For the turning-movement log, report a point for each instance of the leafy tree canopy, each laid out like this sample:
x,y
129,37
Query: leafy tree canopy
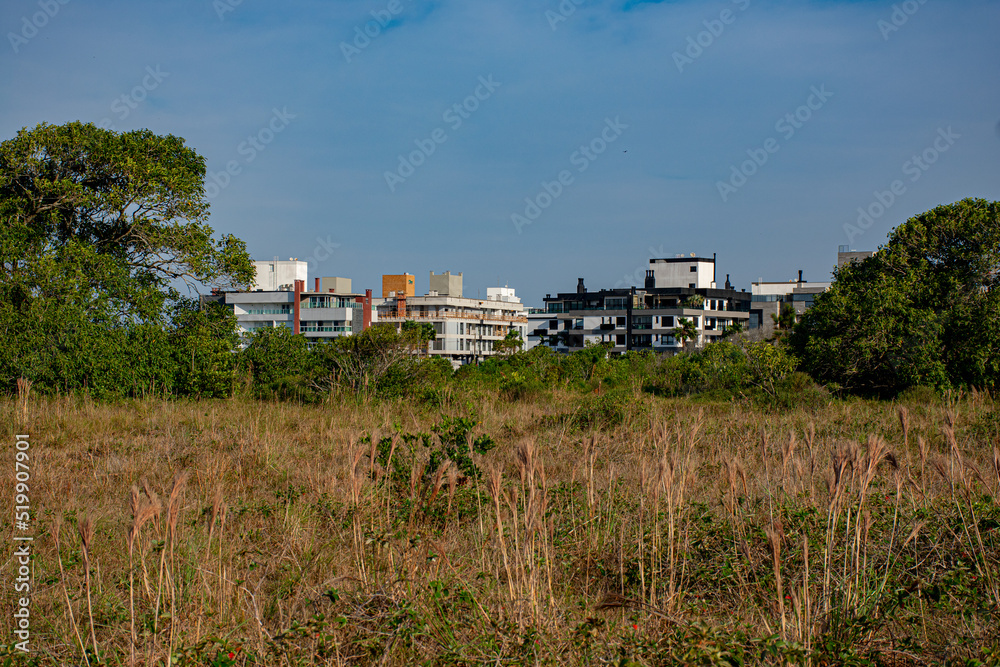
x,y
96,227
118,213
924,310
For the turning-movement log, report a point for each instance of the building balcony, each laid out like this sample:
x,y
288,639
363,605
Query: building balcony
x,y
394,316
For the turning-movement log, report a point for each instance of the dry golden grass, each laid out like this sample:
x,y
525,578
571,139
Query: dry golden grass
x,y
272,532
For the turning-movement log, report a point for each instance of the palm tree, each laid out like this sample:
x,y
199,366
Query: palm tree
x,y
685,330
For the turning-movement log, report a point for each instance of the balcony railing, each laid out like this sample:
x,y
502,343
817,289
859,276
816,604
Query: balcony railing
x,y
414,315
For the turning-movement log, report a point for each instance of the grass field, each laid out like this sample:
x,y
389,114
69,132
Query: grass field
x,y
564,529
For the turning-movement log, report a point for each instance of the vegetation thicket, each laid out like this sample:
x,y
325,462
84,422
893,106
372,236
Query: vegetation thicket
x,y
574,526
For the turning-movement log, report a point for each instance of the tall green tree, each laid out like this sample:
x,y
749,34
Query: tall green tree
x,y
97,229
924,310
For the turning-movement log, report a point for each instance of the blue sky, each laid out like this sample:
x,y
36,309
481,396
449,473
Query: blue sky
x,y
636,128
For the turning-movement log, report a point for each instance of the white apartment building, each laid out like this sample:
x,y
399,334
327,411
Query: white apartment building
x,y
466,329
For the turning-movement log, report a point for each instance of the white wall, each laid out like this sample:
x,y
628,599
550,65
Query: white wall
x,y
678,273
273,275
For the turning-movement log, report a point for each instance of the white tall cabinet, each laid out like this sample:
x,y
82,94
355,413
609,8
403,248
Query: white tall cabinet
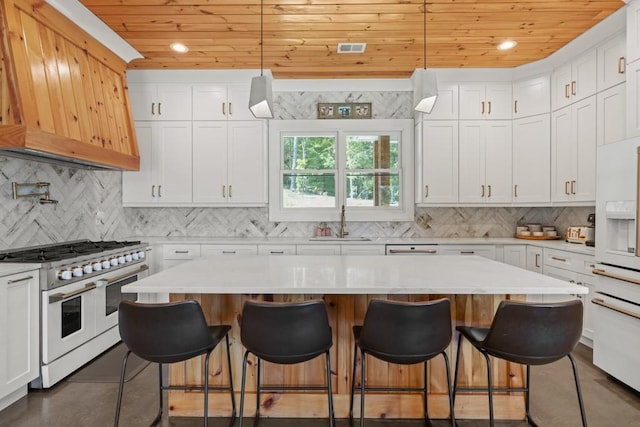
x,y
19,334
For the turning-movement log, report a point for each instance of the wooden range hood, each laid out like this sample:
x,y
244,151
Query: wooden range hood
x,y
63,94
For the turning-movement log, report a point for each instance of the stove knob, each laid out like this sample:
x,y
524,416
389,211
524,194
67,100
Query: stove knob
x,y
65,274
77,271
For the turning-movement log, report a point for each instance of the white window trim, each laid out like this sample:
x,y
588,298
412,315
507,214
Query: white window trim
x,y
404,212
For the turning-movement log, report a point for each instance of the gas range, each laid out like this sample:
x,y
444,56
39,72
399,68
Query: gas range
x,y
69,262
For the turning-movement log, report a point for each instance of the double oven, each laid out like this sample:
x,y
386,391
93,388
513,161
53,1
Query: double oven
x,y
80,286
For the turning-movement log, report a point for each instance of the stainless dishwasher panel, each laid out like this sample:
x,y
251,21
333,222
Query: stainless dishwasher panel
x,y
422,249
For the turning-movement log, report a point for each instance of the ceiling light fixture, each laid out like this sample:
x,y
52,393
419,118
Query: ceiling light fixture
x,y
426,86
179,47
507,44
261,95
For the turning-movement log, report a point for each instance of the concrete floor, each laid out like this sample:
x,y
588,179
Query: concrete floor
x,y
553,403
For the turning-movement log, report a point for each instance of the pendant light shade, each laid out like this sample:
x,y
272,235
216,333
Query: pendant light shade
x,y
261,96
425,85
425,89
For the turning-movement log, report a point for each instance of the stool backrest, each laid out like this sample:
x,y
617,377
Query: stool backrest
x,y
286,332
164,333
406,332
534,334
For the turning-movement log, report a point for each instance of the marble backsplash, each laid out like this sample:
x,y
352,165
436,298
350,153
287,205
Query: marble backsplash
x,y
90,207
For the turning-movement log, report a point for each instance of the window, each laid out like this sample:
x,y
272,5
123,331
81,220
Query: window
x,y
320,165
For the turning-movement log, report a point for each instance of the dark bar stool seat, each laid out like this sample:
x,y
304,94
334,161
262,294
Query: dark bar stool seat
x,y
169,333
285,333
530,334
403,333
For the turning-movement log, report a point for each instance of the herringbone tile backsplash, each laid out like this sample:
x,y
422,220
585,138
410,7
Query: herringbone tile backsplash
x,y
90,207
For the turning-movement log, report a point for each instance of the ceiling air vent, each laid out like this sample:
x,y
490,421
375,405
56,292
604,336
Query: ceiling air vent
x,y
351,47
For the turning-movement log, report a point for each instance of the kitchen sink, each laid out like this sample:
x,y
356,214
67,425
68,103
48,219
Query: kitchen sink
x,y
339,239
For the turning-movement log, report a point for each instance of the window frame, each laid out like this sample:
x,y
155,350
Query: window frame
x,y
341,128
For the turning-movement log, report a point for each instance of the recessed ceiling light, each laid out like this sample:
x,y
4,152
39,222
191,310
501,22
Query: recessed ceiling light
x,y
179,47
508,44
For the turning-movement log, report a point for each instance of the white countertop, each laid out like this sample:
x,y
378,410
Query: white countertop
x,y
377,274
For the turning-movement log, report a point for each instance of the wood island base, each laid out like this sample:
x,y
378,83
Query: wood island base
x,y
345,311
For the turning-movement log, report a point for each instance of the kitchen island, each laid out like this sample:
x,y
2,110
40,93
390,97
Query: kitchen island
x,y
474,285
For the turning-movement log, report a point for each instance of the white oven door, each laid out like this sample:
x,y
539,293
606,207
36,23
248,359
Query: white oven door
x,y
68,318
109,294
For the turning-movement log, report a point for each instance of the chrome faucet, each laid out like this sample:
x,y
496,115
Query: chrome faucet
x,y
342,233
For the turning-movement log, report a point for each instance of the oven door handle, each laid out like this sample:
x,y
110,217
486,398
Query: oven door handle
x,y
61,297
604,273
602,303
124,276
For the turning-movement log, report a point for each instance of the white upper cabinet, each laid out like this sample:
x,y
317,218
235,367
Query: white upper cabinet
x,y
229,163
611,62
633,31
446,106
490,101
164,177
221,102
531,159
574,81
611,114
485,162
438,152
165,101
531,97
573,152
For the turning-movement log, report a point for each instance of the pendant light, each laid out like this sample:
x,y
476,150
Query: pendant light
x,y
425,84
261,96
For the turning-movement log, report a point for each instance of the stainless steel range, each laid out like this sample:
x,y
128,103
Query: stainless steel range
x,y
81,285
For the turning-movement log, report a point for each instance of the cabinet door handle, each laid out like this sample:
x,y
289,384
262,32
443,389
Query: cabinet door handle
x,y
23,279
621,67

PROBLEM -> Every line of the records above should be copied exactly, while the pictures are left behind.

TASK ANSWER ->
For the turning-movement log, report a point for each instance of the leafy tree canopy, each laid out like this sample:
x,y
129,37
Query: leafy tree canopy
x,y
96,227
118,213
924,310
For the turning-movement log, report a point for each instance of the building balcony, each laid out like this sample:
x,y
288,639
363,605
Query: building balcony
x,y
394,316
For the turning-movement log, report a point for each instance of the dry golden grass, each laid out like this sample:
x,y
525,578
571,139
Query: dry golden grass
x,y
272,532
For the turning-movement log, report a point for each instance of the palm tree, each laid out like this sample:
x,y
199,366
Query: palm tree
x,y
685,330
For the turning-movement log, report a point for each instance of the balcony railing, each laid out like this sample:
x,y
502,343
817,289
859,276
816,604
Query: balcony railing
x,y
414,315
For the turning-movement log, report a point for each instance of the grass field, each laid out like this sample:
x,y
389,114
69,132
Query: grass field
x,y
564,529
For the turning-movement log, report a point for each instance of the vegetation thicket, each laid out like this sample:
x,y
325,462
84,422
893,106
372,236
Query: vegetation thicket
x,y
574,526
For the turning-movement log, report a point for each instance of the tall green tree, each laid out like this sample:
x,y
749,34
Query: tall green tree
x,y
97,229
924,310
For the turning-movement log, report a point for each instance of the blue sky, each laid out like this sample:
x,y
36,309
481,396
449,473
Query: blue sky
x,y
636,128
For the turning-movement log, report a point for each instance of the white apartment building, each laid out like this sample:
x,y
399,334
327,411
Query: white apartment building
x,y
466,329
For the turning-movement log, report a point for each instance of the white wall, each laid out like this sample:
x,y
628,599
550,65
Query: white wall
x,y
678,273
273,275
For the turning-movement log, report a point for each instance of the white tall cabinet, each laid out like this sample:
x,y
82,94
355,413
609,8
403,248
Query: white tall cabinet
x,y
19,334
For the turning-movement log, report a point for each instance of the wooden range hood, each laid out like this sample:
x,y
244,151
Query: wooden range hood
x,y
63,94
For the turning-movement log, report a point for each instance of the stove knob, each laid out like this sample:
x,y
524,416
389,211
524,194
67,100
Query: stove knob
x,y
65,274
77,271
For the turning-movement log, report a point for each instance of the white window trim, each laid out like this sample:
x,y
588,298
412,315
507,214
Query: white window trim
x,y
404,212
For the turning-movement log, report a point for each instance of the gas range, each laid out like this sample:
x,y
444,56
39,72
399,68
Query: gas range
x,y
69,262
For the turning-movement log, report a point for each instance of the double oven, each laid out like this sample:
x,y
386,391
93,388
513,161
53,1
Query: double oven
x,y
80,286
For the turning-movement log, report a point for each instance of the stainless dishwasher panel, each laid out like this sample:
x,y
251,21
333,222
Query: stainless dishwasher panel
x,y
422,249
For the turning-movement log, report a point for each instance of the ceiling light fixture, each laid out like this sample:
x,y
52,393
419,118
Query: ceiling light fixture
x,y
426,86
179,47
507,44
261,95
For the turning-movement log, report a point for each instance of the concrete floor, each laid out like this sample:
x,y
588,179
Query: concrete floor
x,y
553,403
For the turning-movement log, report a point for each instance of the pendant light shade, each laid out like this sample:
x,y
272,235
216,333
Query: pendant light shade
x,y
261,96
425,85
425,89
For the turning-movement log, report a point for each instance of the stool backrest, each laid out like this sample:
x,y
617,377
Query: stool backrest
x,y
286,332
164,333
406,332
534,334
For the turning-movement log, report a point for each instance of the marble backsplash, each laid out like this sample:
x,y
352,165
436,298
350,153
287,205
Query: marble backsplash
x,y
90,207
For the turning-movement log, report a point for each instance of the window, each laid out like this sample:
x,y
272,5
123,331
81,220
Query: window
x,y
320,165
For the turning-movement log, report a point for each instance of the dark bar stool seat, each laid out like this sample:
x,y
304,94
334,161
262,294
Query: dark bar stool seat
x,y
169,333
285,333
530,334
403,333
For the turning-movement log, report a point for each instance of the herringbone tile backsplash, each laid out like this sample:
x,y
422,220
585,138
410,7
Query: herringbone tile backsplash
x,y
90,207
For the turning-movement log, report a point for each instance of the ceiling air vent, each laid out like this sample:
x,y
490,421
375,405
56,292
604,336
Query: ceiling air vent
x,y
351,47
For the turning-movement log, report a point for each instance of the kitchen sink, each laid out like this sample:
x,y
356,214
67,425
68,103
48,219
Query: kitchen sink
x,y
339,239
For the turning-movement log, report a point for each instance of the window frame, each laid out like this sample:
x,y
155,350
Query: window frame
x,y
341,128
For the turning-movement log, report a point for each instance of the recessed ceiling light, each laid out like this sample:
x,y
4,152
39,222
191,310
501,22
Query: recessed ceiling light
x,y
179,47
508,44
For the turning-movement log, report a point for each instance of the white countertop, each laid out like this sample:
x,y
378,410
Query: white countertop
x,y
377,274
For the turning-movement log, report a point for each instance of the wood island base, each laid out like this sample:
x,y
378,83
Query: wood island base
x,y
345,311
For the turning-movement log, report a point for each instance of the kitchen island, each laid out like this sample:
x,y
2,110
40,93
390,97
Query: kitchen island
x,y
474,285
For the turning-movement log, report a point for each instance of the white oven door, each laid out like this sample:
x,y
539,293
606,207
36,23
248,359
Query: white oven door
x,y
68,318
109,294
For the turning-movement log, report a point for each instance of the chrome faucet, each laid out like this sample:
x,y
496,115
Query: chrome faucet
x,y
342,233
For the turning-movement log, report a point for each instance of the oven door handle, each laid out like this sample:
x,y
110,217
486,398
Query: oven door handle
x,y
61,297
604,273
602,303
124,276
For the turning-movement log, report a point for each instance of the white upper cabinet, each laid out like this sample:
x,y
317,218
235,367
Query: white upper cabinet
x,y
229,163
611,62
633,31
446,106
490,101
164,177
221,102
531,159
574,81
611,114
485,162
438,152
165,101
531,97
573,152
For the turning-movement log, report a point for each instance of the pendant light, each laid out like this sample:
x,y
476,150
Query: pendant light
x,y
425,84
261,96
For the turning-movement log, report a point for each instance of the stainless steel range, each laid out like this sample:
x,y
128,103
Query: stainless steel range
x,y
81,285
For the turning-movement log, report a point for each instance of the cabinet door handle, each laid out like this sample:
x,y
289,384
262,32
443,389
Query: cabinet door handle
x,y
23,279
621,67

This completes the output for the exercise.